[Part of a data file]
####
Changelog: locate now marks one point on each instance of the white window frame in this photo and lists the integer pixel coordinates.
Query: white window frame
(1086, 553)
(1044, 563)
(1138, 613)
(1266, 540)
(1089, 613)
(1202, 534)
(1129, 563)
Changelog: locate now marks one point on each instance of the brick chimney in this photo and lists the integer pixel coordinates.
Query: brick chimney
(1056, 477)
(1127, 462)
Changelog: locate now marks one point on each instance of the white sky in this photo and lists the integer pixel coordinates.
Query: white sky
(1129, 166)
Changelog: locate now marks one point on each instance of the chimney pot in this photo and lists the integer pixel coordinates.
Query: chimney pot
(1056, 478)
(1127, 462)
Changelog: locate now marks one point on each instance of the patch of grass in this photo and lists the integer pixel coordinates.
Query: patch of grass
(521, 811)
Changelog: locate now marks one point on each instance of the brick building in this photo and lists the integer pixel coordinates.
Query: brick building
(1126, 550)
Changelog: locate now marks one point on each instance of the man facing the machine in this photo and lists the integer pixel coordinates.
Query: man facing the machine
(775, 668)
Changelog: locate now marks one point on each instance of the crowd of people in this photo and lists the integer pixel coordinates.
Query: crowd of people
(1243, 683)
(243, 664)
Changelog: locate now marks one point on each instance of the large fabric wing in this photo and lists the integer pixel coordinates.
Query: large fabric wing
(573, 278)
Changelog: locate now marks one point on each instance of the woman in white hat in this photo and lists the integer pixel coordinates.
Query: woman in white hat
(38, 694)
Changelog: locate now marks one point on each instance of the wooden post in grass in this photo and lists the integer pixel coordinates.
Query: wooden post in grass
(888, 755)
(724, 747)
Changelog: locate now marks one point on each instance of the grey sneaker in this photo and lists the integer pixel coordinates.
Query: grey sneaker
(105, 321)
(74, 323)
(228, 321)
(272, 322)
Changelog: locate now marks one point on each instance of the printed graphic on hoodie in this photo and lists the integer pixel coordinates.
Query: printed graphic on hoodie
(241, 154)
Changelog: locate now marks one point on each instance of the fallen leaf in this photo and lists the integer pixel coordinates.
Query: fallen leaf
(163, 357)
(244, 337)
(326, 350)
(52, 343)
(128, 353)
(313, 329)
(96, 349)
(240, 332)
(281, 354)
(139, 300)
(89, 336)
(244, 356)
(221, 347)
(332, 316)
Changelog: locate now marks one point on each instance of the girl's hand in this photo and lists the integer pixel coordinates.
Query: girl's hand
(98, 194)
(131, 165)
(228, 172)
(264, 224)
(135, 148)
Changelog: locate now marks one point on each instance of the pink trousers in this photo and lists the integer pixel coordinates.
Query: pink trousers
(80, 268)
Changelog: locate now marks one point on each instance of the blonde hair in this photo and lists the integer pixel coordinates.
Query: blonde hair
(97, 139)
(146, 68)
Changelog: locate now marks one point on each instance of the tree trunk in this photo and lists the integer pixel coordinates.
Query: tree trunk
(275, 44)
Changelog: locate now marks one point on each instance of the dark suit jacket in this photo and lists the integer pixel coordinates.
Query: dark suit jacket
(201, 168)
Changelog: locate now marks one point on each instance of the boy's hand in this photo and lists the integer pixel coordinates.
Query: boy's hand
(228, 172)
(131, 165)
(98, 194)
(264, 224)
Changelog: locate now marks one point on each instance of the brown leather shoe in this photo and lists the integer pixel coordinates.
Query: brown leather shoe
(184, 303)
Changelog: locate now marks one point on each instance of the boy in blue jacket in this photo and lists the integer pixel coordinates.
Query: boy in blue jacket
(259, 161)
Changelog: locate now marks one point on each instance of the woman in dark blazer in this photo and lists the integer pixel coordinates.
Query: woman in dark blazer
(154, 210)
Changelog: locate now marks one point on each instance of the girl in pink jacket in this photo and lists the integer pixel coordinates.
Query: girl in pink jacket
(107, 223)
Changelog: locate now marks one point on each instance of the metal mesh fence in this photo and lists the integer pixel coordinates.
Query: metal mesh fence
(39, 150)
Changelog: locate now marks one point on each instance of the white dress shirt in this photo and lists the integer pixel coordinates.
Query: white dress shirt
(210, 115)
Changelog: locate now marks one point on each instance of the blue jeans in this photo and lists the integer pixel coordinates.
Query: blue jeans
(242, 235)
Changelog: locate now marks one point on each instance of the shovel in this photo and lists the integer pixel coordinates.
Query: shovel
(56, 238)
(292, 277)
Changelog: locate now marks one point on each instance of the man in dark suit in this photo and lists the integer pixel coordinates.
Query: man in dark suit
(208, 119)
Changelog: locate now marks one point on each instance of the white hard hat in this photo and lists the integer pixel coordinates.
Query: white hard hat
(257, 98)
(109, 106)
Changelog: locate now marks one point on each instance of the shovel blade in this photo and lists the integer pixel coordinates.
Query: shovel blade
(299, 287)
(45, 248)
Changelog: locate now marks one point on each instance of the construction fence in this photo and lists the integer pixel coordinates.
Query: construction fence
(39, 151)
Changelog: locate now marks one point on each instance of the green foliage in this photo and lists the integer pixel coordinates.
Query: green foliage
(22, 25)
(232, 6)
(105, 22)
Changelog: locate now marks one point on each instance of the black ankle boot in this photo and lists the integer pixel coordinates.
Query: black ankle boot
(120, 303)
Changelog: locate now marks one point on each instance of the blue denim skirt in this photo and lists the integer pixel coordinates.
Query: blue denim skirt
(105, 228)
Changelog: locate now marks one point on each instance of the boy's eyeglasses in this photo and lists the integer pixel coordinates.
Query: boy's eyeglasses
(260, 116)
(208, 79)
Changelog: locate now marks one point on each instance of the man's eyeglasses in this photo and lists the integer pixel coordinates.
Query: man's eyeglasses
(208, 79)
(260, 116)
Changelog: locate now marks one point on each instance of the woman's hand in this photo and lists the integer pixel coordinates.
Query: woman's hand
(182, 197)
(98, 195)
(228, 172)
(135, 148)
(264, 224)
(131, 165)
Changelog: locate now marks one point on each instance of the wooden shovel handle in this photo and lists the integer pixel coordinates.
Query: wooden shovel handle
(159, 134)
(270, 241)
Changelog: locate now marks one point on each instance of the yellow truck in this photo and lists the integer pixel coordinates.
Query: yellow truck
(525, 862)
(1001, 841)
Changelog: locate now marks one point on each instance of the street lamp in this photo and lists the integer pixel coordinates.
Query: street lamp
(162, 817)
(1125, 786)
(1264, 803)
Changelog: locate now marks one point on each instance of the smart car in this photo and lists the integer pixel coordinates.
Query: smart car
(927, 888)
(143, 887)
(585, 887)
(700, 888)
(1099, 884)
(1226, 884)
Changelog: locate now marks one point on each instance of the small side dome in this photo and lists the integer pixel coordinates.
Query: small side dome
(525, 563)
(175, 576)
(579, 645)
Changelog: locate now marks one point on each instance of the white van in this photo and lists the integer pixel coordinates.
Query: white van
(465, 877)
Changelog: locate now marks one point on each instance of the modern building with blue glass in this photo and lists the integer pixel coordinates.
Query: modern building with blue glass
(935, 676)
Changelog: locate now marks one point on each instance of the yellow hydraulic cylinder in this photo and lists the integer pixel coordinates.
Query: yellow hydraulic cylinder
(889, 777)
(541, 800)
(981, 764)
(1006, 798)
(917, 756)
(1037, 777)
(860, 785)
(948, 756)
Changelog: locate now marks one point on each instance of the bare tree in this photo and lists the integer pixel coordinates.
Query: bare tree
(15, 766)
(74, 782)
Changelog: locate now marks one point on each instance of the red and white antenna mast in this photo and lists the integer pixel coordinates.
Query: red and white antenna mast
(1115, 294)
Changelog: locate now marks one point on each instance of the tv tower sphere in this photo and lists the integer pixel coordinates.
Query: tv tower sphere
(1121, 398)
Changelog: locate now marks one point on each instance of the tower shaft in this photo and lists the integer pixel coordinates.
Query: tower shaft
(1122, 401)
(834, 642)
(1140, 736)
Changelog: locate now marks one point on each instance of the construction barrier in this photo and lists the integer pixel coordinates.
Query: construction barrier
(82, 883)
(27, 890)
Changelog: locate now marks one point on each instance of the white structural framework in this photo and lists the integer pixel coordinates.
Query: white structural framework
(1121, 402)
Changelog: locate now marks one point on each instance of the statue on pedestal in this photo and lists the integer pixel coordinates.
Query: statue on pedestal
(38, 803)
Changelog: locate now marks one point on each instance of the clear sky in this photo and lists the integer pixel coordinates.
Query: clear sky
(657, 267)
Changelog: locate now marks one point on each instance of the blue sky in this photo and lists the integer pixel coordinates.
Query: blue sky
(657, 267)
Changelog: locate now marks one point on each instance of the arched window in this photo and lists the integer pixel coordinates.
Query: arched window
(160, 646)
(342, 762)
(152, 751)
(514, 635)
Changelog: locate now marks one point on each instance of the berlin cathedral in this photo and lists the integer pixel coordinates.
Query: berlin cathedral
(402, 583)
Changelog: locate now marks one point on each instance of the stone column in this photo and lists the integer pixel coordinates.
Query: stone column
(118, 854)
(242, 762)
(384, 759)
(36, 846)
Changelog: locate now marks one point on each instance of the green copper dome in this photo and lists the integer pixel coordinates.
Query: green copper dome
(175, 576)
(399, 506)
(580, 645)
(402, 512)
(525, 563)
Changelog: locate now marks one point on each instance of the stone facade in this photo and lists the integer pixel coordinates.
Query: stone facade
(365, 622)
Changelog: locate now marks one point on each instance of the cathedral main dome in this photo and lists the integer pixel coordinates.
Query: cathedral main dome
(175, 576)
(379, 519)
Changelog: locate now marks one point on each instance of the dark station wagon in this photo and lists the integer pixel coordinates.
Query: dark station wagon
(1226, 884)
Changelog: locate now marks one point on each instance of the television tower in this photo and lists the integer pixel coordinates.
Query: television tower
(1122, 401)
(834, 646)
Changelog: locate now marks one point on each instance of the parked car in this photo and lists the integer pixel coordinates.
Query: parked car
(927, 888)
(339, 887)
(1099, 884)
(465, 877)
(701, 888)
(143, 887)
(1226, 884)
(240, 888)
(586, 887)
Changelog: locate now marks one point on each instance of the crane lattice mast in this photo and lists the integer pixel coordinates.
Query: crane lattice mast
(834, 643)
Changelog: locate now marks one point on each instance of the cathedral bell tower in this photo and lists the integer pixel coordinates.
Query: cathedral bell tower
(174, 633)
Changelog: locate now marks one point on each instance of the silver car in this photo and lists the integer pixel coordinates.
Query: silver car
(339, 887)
####
**TASK TO CARRY OUT**:
Write out every line exactly, from the line containing "of the silver" down to the last line of the items, including both.

**ANSWER IN FULL**:
Changelog: locate now marks one point on each instance of the silver car in this photo and lists the integer pixel coordinates.
Query: silver car
(339, 887)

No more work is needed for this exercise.